Stored data entries
Segment Open

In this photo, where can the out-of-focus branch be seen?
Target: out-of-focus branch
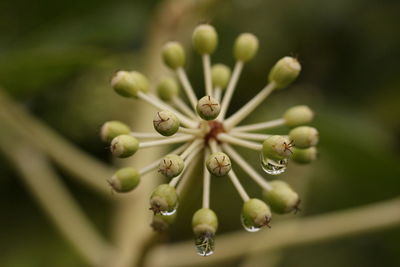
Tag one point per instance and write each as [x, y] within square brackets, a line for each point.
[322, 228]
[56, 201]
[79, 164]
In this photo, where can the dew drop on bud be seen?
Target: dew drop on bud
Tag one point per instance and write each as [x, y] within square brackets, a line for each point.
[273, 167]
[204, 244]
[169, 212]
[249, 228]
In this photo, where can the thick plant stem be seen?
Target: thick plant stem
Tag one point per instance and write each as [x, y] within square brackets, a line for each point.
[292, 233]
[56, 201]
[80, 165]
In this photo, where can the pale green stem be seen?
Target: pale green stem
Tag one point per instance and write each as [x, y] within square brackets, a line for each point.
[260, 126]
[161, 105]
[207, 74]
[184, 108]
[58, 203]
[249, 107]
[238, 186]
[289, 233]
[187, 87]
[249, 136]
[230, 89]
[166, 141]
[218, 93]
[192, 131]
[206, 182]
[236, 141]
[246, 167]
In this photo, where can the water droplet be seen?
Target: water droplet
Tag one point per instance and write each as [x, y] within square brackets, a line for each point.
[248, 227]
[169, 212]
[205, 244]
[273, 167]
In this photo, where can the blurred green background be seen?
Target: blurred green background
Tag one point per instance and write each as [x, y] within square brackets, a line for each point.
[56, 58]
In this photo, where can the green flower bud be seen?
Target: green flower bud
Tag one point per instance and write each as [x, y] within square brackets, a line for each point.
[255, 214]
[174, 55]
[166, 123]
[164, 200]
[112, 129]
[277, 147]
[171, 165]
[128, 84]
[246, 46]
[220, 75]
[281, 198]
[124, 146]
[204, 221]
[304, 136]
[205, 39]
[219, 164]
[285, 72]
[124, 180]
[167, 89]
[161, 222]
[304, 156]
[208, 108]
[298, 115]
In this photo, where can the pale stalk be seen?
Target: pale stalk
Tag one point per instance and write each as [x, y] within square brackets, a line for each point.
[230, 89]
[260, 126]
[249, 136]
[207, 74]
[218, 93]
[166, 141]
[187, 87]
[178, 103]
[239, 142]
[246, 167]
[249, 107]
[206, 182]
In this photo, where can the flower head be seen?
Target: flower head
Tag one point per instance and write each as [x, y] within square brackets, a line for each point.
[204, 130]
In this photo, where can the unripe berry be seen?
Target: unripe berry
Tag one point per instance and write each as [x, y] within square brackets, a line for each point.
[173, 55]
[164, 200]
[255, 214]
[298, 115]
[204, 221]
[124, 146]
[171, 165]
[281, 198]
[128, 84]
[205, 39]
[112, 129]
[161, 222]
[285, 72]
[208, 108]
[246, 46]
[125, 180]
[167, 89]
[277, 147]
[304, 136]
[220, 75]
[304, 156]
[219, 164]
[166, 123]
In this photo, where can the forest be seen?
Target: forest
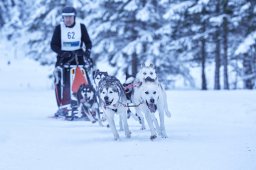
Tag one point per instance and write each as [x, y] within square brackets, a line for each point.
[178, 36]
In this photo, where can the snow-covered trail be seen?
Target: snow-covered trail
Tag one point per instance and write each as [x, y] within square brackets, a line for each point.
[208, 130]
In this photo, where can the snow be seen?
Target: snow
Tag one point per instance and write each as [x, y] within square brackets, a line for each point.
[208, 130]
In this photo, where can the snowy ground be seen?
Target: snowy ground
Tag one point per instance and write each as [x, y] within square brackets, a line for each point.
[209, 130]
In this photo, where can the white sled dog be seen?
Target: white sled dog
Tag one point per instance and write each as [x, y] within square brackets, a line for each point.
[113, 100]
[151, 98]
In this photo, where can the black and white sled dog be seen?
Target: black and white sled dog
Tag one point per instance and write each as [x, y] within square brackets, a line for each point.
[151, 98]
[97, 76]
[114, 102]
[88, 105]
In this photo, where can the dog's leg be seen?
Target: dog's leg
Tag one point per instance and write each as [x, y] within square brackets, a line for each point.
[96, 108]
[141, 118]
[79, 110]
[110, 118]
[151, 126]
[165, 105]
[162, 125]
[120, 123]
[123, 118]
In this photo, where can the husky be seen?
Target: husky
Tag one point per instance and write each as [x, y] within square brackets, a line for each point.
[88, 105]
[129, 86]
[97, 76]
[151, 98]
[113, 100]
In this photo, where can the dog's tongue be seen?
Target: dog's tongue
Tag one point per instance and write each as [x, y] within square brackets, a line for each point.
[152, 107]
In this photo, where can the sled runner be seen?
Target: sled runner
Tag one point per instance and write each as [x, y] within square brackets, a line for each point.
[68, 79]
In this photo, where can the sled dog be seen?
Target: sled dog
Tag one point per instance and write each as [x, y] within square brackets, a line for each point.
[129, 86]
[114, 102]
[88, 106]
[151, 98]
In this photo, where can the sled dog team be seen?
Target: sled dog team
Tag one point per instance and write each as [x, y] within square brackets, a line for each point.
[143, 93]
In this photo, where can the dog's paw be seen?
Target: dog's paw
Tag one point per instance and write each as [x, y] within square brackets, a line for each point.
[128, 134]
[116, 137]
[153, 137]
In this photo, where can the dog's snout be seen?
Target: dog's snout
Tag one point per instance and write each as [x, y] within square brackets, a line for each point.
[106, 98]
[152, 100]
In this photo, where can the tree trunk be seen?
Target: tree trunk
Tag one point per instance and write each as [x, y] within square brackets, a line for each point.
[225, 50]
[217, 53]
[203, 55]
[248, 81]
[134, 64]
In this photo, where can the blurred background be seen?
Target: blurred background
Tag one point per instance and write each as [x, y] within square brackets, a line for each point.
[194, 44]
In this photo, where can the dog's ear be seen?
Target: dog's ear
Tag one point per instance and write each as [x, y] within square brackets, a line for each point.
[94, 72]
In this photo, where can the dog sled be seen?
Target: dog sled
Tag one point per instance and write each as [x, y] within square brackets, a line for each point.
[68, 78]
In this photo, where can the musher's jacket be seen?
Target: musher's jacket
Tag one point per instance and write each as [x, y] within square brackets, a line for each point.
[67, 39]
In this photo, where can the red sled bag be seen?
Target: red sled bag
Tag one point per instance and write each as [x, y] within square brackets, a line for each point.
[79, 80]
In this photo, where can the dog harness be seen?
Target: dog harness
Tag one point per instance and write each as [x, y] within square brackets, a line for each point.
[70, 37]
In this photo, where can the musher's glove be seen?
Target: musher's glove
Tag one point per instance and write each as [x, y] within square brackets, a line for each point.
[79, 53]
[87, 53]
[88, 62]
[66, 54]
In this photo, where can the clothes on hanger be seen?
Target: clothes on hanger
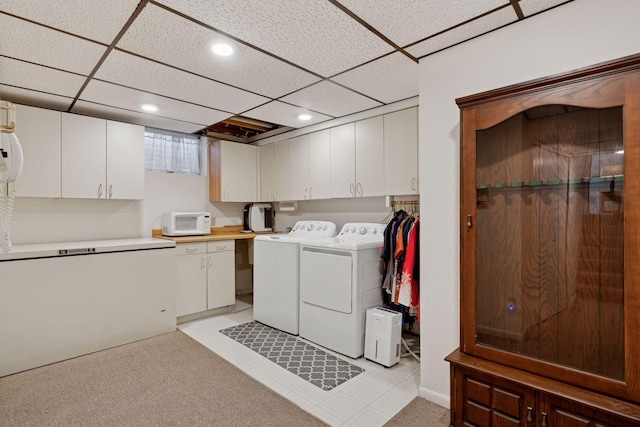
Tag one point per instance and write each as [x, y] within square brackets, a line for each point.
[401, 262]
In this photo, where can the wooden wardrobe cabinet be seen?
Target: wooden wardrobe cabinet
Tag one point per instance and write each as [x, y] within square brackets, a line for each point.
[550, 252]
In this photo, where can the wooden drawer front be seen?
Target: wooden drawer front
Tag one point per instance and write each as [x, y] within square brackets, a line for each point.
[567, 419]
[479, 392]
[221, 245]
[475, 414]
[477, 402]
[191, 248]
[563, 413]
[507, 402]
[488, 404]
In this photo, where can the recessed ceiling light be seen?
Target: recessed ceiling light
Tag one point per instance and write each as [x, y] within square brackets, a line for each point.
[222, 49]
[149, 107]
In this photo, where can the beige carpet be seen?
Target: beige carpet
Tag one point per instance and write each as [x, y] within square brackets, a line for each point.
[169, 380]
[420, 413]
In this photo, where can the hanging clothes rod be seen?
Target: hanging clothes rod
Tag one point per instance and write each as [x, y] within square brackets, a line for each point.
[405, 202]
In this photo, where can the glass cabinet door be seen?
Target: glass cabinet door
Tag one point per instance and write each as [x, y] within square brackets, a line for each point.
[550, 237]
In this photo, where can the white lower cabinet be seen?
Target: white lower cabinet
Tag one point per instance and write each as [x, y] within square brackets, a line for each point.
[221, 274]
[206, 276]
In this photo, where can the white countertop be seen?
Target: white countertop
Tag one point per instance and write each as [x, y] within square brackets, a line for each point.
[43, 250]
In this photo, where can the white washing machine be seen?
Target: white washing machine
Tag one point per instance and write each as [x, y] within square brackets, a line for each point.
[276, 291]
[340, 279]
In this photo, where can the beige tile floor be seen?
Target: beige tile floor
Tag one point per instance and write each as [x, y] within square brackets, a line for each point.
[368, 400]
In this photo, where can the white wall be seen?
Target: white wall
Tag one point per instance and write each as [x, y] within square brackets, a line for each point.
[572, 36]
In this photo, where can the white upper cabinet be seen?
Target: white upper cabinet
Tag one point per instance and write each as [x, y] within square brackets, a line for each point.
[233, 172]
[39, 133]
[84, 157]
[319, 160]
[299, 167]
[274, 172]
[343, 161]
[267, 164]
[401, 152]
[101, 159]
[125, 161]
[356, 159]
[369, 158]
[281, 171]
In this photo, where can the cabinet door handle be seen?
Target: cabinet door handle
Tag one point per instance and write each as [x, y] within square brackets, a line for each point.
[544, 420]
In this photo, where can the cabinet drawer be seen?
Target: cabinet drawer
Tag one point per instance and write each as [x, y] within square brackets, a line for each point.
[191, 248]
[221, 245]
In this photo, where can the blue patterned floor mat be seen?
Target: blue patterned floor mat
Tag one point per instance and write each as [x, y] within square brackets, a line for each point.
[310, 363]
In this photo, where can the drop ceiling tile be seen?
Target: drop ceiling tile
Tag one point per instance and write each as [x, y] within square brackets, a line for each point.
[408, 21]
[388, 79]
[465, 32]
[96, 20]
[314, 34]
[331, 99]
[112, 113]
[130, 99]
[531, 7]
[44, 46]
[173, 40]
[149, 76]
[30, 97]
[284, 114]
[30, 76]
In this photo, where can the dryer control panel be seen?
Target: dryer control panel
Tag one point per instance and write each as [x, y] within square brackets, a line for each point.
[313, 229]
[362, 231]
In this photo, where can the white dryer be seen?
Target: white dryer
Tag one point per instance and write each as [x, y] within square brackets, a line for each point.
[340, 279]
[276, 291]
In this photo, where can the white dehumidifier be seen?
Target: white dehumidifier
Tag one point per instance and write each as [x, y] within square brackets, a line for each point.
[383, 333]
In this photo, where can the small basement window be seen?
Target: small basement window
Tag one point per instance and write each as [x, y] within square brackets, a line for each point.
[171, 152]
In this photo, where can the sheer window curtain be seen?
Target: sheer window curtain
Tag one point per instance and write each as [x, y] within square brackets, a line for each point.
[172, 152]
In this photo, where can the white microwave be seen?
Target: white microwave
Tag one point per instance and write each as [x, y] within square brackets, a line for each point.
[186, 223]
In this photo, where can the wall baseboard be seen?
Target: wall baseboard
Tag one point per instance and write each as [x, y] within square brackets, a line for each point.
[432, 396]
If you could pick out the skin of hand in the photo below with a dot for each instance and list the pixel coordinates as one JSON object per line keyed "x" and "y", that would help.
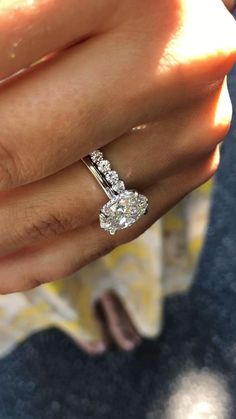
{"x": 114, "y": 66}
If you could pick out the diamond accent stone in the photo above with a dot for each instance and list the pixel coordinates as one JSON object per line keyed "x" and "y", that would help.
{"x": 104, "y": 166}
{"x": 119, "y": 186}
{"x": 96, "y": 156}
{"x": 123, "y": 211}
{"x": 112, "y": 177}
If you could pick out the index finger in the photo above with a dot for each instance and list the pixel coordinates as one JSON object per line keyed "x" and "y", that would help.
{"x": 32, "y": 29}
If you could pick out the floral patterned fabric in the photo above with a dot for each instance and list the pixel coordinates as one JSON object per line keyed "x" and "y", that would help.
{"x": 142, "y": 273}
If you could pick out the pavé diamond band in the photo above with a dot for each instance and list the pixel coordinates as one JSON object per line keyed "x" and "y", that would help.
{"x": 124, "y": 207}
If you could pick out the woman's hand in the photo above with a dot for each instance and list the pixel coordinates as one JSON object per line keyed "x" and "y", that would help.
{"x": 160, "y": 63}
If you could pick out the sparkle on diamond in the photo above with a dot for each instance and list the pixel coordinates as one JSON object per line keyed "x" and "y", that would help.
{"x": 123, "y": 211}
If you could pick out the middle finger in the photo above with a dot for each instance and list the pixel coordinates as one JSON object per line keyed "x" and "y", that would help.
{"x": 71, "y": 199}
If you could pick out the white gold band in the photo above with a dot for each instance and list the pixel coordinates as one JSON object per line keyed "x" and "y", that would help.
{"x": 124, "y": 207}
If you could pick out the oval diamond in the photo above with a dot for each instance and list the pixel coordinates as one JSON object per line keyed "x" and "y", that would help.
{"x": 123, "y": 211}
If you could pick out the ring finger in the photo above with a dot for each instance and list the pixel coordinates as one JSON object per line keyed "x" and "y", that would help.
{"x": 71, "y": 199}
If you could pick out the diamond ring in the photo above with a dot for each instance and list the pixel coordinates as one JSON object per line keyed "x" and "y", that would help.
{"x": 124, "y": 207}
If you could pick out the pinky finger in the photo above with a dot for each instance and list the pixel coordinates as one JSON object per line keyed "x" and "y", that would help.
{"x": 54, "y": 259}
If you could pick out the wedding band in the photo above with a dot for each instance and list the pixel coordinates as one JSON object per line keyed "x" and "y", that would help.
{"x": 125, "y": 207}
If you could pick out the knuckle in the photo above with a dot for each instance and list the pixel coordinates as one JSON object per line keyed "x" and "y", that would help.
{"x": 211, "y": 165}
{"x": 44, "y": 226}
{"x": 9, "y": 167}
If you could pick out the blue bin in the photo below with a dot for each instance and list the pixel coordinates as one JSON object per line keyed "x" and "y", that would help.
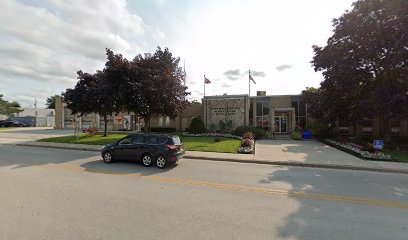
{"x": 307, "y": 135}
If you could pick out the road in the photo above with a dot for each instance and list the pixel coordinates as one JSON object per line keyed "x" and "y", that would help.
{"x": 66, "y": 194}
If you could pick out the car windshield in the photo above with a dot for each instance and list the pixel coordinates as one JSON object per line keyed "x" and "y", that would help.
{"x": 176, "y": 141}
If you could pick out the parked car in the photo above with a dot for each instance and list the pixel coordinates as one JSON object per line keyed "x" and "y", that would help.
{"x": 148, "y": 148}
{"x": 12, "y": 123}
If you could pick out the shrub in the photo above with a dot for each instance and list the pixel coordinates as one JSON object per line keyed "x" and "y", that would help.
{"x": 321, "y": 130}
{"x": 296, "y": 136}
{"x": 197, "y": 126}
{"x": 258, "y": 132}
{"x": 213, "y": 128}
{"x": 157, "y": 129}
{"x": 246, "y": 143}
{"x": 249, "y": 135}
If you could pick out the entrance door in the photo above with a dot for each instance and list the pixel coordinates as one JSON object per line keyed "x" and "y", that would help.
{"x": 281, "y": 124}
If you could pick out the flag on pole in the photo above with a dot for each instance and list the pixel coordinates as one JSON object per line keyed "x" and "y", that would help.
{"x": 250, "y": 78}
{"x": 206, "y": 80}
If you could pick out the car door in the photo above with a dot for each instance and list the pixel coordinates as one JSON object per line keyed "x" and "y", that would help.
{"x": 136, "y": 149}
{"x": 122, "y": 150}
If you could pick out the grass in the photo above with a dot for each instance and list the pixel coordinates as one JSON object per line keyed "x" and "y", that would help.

Segment Closed

## What you are asked to do
Lines holding the word "unripe" in the records above: how many are there? Answer with the number only.

## Written solution
2